I mean, I didn't know. I didn't know if if you went back to a store and said you had stolen from them that they didn't, you know, do this and call the cops. I didn't know that. And only had told me that that was not possible. So I had called they had I had been told to call the manager of the store, to make an appointment, and to only see that person.
So driving over the hill, over the 405, to the to Wilshire, my heart was just pounding in my in my chest. I was so scared. I get there. I asked for the manager. She had been called away.
I was ready to go home. God, you didn't mean for me to make this amend. So now I said, no. So I said, well who could I do? Is there a a manager of a department?
And finally they found somebody, I don't know, some manager And I gave her my whole story about I was in a 12 step program and I was trying to turn my life around and I had lost all this weight and She didn't really need to know but I wanted her to be sure she understood. And they didn't know what to do with me. First of all, they don't want to take my money. And I said, you have to take my money. Well, they had never had anybody up to that time who had ever come and made a personal amend.
They had people who had sent checks in the mail anonymously. They had people who had left merchandise outside the door but they hadn't had anybody who had come into the store. So they when I they finally agreed to take my money then they took me kind of like from department to department to kind of show me off. And it was it was I was like in Zululand. I didn't know what to do with myself cause I had never had that experience.

===============

=== Task set ===
1) Repeat the passage from the store-amends account word for word, beginning at the words "I was ready" and stopping after "of a department?".
2) Carry the store-amends account forward, picking up after its last sentence.
The lines after this account of making an amend at a store have no connection to it.

=== Dataset excerpt ===
===============

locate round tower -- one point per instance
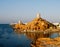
(38, 15)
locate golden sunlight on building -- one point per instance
(36, 24)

===============

=== Results of the exercise ===
1)
I was ready to go home. God, you didn't mean for me to make this amend. So now I said, no. So I said, well who could I do? Is there a a manager of a department?

2)
But again, on the way home it was like I I can't even explain it. It was like something Well, for those of you who've done it, I don't have to explain it. And for those of you who haven't done it, there's no explanation. You just have to do it. That's why this program is the action is so important in this program.
If I could have done the things that this program suggested or actually demanded that I do to recover, I would have done it a long time ago. But it's just like everything else. In order for me to change, I needed to be aware, I had to want it, I had to be willing to go to any lengths. And then the discipline is action. Discipline isn't I'll think about it.
Discipline is well, I'll make a New Year's resolution which I made every year and broke before, you know, January 4th. But it's doing it. And what we need to what I needed to do it is I needed a sponsor. I also needed the fellowship. I needed people to say, yes.
You you it's scary but, I'm here to support you while you do this. And and and over the years, one of the the most, helpful things I've been able to do in this program is to help people who are compulsive shoplifters. Because we're there are a lot of us. I see a lot of shaking heads. Yeah.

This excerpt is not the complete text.